If a line in the listing below contains "parked", return that line.
+++ Supplied entries +++
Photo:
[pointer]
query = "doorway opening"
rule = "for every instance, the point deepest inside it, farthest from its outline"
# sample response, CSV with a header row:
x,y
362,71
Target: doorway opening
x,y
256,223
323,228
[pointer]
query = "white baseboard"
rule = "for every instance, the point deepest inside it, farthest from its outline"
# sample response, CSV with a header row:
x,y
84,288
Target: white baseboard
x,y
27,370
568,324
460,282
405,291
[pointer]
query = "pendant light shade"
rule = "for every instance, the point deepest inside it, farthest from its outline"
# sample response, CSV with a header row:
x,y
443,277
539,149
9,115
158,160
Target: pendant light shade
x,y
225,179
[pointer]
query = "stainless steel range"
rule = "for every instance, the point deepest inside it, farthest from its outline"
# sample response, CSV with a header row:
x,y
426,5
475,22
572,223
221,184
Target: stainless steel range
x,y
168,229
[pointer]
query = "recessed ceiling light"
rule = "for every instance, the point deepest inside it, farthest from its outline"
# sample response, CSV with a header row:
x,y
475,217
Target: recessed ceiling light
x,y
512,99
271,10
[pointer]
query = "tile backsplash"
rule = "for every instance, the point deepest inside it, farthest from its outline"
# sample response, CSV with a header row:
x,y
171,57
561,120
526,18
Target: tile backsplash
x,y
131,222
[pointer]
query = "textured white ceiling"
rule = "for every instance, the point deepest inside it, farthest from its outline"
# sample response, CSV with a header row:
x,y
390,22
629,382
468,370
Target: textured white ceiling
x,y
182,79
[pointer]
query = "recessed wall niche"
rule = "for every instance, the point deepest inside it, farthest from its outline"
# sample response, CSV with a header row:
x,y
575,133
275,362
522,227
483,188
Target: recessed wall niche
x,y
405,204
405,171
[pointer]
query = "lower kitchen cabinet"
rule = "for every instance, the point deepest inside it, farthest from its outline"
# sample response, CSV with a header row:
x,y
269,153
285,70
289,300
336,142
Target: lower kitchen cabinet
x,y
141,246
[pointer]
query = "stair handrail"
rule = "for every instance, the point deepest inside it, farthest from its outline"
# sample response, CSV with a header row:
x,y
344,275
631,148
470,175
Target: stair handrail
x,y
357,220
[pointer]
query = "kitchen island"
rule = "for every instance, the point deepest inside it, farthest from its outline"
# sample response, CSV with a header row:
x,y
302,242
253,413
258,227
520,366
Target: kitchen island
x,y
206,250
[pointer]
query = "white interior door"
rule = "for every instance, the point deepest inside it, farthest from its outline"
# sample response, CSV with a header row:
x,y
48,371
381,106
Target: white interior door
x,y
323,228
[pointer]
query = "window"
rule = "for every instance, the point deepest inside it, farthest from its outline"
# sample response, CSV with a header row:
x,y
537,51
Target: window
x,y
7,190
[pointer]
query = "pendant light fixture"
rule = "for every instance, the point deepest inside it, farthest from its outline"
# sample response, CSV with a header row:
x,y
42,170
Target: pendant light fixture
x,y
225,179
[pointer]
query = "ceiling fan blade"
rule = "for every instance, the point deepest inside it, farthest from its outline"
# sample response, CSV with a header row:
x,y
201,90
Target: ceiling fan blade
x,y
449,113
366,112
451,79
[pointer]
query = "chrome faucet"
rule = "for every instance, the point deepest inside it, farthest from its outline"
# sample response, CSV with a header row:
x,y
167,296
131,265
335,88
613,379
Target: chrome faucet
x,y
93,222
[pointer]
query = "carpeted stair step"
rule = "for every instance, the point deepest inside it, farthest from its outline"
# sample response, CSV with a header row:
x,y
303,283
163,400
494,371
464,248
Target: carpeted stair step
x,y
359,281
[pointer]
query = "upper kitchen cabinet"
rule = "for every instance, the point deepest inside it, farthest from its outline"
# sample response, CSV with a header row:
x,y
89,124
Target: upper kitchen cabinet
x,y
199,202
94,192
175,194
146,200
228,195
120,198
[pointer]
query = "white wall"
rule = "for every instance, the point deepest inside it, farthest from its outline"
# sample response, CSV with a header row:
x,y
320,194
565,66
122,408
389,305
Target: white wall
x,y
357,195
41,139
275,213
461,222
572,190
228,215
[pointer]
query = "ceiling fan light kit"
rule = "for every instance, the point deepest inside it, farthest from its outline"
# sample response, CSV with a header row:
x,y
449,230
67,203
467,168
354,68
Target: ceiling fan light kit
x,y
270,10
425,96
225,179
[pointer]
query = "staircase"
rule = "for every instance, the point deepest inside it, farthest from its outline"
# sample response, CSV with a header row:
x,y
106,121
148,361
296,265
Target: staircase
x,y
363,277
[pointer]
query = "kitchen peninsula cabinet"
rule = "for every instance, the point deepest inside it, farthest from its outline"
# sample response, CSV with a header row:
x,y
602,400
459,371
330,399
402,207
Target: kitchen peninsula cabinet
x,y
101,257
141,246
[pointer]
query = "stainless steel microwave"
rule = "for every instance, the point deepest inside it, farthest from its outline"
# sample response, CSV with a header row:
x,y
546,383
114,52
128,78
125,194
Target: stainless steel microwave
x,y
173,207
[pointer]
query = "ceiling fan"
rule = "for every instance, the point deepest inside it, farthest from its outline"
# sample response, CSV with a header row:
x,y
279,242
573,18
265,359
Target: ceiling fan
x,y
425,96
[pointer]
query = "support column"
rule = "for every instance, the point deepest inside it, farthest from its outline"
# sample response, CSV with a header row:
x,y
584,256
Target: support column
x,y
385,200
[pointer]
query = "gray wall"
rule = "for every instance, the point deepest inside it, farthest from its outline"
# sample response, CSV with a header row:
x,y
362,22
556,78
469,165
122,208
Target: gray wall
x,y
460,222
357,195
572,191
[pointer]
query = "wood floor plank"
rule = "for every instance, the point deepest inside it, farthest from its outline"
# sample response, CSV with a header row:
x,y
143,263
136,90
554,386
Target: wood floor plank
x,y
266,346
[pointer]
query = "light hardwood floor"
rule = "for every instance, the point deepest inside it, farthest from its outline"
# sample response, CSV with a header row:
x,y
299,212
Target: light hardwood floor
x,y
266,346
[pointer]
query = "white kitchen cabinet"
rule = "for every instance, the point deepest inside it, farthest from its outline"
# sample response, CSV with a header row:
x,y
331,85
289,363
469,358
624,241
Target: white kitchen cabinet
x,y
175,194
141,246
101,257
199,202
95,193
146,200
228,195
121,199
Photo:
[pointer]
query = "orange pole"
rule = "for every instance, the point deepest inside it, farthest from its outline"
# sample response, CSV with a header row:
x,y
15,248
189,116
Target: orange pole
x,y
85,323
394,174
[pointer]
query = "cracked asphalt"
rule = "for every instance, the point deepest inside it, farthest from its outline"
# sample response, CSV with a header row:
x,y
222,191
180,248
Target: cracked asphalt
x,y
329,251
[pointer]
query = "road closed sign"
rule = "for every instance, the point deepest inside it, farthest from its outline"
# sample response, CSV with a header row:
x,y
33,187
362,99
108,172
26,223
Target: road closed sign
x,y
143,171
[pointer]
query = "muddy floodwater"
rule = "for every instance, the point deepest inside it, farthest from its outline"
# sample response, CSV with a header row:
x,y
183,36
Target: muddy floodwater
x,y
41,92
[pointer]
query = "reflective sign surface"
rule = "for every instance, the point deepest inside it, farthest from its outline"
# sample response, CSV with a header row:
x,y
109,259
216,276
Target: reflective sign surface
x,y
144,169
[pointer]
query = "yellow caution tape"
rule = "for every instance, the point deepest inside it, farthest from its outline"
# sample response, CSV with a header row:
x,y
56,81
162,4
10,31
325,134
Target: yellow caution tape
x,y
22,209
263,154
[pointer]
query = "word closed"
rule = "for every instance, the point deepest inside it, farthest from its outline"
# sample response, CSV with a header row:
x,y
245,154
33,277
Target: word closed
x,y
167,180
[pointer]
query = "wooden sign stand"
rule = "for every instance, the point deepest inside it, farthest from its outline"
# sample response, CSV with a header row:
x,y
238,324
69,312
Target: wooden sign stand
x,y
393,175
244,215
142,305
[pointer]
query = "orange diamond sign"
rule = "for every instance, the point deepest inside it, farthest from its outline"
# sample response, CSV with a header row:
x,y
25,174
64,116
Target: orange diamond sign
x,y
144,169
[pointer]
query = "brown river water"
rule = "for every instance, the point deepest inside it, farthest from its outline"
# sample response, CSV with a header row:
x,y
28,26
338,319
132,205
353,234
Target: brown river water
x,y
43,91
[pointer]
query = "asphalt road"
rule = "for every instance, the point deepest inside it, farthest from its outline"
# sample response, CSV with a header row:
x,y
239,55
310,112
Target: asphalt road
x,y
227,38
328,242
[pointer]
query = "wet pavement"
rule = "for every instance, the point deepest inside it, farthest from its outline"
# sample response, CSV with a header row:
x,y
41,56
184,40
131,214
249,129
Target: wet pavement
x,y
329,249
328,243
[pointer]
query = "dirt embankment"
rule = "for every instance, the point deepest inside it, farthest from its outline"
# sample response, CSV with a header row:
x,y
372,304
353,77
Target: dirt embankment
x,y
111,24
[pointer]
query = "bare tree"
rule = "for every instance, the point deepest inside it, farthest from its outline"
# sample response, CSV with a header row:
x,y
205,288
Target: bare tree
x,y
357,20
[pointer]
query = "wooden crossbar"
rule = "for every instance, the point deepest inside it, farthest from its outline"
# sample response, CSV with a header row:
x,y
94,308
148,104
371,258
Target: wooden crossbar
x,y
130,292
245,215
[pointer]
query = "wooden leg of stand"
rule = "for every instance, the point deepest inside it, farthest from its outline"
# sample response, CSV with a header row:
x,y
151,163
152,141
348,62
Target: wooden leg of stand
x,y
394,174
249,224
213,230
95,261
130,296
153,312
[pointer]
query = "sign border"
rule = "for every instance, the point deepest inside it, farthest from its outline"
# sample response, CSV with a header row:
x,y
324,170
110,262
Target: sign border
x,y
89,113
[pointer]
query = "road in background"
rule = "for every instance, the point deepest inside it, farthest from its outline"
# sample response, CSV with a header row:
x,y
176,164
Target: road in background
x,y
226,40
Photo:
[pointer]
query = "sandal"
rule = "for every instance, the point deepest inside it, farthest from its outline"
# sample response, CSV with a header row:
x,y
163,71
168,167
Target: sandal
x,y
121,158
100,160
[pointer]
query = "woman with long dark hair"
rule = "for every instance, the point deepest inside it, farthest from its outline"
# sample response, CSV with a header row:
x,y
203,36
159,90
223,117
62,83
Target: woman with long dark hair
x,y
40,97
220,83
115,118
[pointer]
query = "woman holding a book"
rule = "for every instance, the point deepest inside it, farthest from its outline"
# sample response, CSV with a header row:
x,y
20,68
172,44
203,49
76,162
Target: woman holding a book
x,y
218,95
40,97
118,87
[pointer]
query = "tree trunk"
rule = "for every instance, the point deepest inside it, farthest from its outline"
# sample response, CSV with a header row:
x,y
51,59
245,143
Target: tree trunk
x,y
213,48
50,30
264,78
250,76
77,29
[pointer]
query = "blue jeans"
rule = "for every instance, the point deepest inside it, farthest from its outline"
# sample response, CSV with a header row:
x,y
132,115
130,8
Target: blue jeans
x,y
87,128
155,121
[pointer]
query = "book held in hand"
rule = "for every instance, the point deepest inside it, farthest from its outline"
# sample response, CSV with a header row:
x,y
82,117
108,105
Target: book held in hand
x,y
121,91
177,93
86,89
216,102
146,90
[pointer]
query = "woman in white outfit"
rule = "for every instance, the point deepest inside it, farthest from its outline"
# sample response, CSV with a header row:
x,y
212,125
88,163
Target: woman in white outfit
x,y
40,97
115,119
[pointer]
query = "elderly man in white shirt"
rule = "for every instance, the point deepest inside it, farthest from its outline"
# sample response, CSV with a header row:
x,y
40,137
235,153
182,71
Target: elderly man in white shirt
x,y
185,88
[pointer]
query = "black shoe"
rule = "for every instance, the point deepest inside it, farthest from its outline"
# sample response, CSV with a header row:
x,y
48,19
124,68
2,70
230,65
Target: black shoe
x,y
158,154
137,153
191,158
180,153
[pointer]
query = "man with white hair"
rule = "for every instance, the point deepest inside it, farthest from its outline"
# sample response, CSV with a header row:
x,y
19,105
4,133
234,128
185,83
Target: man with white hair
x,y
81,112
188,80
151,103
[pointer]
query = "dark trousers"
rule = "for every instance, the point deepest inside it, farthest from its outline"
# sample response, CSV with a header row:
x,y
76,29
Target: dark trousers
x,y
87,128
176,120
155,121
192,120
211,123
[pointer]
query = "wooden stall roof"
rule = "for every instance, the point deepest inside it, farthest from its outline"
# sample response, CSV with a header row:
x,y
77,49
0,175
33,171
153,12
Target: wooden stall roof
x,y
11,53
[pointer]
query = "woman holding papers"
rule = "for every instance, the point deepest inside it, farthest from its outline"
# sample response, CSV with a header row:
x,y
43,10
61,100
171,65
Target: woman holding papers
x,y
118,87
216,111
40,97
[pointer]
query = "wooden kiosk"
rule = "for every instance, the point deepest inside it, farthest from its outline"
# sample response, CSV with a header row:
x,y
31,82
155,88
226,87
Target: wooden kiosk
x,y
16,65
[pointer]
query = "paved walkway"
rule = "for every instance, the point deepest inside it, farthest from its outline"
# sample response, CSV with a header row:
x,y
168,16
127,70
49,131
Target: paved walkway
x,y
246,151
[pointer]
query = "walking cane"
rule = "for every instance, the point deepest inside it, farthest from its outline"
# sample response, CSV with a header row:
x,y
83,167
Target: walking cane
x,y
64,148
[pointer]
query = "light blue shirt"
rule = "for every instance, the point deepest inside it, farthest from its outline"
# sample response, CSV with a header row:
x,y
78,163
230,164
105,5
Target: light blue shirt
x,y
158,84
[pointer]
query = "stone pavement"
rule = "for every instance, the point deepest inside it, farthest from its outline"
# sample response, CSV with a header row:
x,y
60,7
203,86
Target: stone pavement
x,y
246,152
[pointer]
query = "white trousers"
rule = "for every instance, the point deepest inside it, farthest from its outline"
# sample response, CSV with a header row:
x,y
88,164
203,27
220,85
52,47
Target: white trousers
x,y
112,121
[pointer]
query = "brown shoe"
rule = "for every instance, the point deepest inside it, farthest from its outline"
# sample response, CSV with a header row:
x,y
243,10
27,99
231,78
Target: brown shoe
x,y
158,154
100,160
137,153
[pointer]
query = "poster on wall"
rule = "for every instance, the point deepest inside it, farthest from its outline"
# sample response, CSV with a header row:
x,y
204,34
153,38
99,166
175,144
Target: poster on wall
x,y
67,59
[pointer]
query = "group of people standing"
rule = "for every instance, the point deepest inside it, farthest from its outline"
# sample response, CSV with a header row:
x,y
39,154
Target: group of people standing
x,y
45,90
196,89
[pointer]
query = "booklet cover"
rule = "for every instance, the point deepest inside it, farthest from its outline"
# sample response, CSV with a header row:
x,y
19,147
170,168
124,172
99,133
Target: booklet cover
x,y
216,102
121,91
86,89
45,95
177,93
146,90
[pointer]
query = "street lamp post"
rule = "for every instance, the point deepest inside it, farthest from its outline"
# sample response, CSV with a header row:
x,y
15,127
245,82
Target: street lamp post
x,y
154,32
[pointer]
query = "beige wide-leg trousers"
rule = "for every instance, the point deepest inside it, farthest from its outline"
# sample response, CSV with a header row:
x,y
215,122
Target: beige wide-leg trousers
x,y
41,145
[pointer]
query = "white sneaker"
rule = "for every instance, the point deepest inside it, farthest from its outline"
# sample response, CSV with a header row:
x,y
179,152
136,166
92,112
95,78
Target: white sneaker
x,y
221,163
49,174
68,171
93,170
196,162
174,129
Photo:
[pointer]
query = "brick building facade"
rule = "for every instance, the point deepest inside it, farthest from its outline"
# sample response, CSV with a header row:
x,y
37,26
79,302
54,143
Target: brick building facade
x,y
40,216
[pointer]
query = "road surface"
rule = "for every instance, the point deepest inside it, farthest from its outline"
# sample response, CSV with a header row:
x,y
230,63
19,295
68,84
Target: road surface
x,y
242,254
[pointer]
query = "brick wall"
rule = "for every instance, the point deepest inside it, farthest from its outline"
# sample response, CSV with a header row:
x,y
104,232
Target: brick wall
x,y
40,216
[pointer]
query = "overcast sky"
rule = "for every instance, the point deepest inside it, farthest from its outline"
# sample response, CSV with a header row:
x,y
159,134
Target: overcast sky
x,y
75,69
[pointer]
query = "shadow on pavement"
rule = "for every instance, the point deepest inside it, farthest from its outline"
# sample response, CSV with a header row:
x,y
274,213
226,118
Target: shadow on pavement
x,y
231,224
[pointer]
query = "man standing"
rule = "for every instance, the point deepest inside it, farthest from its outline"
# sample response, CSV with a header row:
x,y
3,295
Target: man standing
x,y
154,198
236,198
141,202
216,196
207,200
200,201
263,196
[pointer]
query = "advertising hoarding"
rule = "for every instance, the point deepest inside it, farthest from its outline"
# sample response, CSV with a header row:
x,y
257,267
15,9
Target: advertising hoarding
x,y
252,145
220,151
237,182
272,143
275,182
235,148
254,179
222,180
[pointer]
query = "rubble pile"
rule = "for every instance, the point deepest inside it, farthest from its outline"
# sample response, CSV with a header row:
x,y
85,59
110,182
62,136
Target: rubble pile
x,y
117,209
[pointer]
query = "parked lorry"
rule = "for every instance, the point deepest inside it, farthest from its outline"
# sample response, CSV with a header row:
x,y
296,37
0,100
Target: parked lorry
+++
-- Task solution --
query = "parked lorry"
Target: parked lorry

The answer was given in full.